Detection entries:
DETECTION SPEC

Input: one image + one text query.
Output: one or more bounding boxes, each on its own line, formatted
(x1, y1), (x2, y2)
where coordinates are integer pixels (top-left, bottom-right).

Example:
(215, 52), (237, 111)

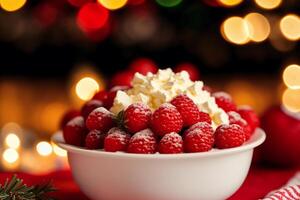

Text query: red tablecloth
(0, 168), (297, 200)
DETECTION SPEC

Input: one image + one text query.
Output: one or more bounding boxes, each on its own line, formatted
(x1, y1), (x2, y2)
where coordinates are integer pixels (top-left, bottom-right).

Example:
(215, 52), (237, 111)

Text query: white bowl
(52, 129), (266, 200)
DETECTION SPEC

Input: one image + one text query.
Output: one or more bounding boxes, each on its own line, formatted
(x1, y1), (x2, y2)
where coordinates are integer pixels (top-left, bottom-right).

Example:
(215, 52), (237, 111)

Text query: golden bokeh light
(36, 141), (53, 156)
(280, 14), (300, 41)
(282, 64), (300, 89)
(52, 143), (67, 157)
(75, 77), (99, 101)
(255, 0), (282, 10)
(282, 88), (300, 112)
(221, 17), (250, 45)
(2, 148), (19, 163)
(98, 0), (127, 10)
(0, 0), (26, 12)
(244, 13), (271, 42)
(218, 0), (243, 7)
(5, 133), (21, 149)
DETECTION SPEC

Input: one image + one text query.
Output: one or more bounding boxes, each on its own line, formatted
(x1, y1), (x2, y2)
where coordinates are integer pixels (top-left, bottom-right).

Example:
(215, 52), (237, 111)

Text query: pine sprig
(0, 175), (56, 200)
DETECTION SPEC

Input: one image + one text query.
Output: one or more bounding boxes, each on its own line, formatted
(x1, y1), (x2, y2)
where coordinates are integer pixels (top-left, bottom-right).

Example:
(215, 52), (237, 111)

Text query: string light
(52, 143), (67, 157)
(36, 141), (52, 156)
(5, 133), (21, 149)
(282, 64), (300, 89)
(2, 148), (19, 163)
(77, 3), (109, 31)
(156, 0), (182, 8)
(282, 88), (300, 112)
(0, 0), (26, 12)
(255, 0), (282, 10)
(244, 13), (271, 42)
(280, 14), (300, 41)
(75, 77), (99, 101)
(218, 0), (243, 7)
(98, 0), (127, 10)
(221, 16), (250, 45)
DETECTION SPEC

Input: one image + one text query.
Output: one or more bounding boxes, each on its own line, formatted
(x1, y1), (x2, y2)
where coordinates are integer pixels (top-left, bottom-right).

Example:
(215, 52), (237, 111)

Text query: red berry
(215, 124), (246, 149)
(92, 90), (107, 102)
(212, 92), (237, 112)
(124, 103), (152, 133)
(63, 116), (87, 146)
(238, 106), (260, 132)
(129, 58), (158, 75)
(150, 103), (183, 136)
(127, 129), (157, 154)
(104, 86), (129, 109)
(183, 122), (214, 138)
(111, 71), (134, 86)
(202, 85), (213, 93)
(158, 132), (183, 154)
(174, 62), (200, 81)
(104, 127), (130, 152)
(171, 94), (201, 127)
(184, 128), (214, 153)
(227, 111), (252, 140)
(81, 100), (103, 119)
(86, 107), (114, 133)
(85, 130), (105, 149)
(60, 110), (80, 128)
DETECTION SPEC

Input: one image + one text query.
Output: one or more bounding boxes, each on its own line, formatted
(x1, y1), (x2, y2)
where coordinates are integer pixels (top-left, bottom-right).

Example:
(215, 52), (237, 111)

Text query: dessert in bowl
(53, 69), (265, 200)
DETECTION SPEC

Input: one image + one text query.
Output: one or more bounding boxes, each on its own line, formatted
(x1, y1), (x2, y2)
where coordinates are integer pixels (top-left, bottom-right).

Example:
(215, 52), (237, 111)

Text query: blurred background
(0, 0), (300, 173)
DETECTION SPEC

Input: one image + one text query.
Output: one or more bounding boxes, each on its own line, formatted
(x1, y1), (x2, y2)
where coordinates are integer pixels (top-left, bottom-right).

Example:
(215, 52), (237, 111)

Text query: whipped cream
(110, 68), (229, 128)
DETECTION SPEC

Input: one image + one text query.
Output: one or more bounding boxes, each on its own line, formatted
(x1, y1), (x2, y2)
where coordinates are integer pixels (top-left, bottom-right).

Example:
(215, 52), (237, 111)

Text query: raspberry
(85, 130), (105, 149)
(86, 107), (114, 133)
(150, 103), (183, 136)
(174, 62), (200, 81)
(92, 90), (107, 102)
(171, 94), (201, 127)
(227, 111), (252, 140)
(104, 127), (130, 152)
(184, 125), (214, 153)
(111, 71), (134, 86)
(59, 110), (80, 129)
(124, 103), (152, 133)
(129, 58), (158, 75)
(238, 106), (260, 133)
(104, 86), (129, 109)
(215, 124), (246, 149)
(212, 92), (237, 112)
(183, 122), (214, 138)
(127, 129), (157, 154)
(81, 100), (103, 119)
(158, 132), (183, 154)
(63, 116), (87, 146)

• [WORK TO DO] Copy out the entries from their very first line through the line containing "(52, 129), (266, 200)", including both ends, and omit the pictures from your copy.

• [THE RESPONSE]
DETECTION SPEC

Input: one image + one text query.
Output: one or more bounding boxes, each on its own line, formatted
(x1, y1), (x2, y2)
where coordinates are integer pixels (top-left, bottom-right).

Example:
(215, 52), (237, 111)


Text query: red tablecloth
(0, 168), (297, 200)
DETECTION SPEC

Input: one image + one text query.
Output: one or more bounding boxes, each on its own line, formatted
(x1, y1), (x2, y2)
where coordinates are integer pixels (top-left, bottom-right).

Example:
(215, 52), (237, 111)

Text query: white bowl
(52, 129), (266, 200)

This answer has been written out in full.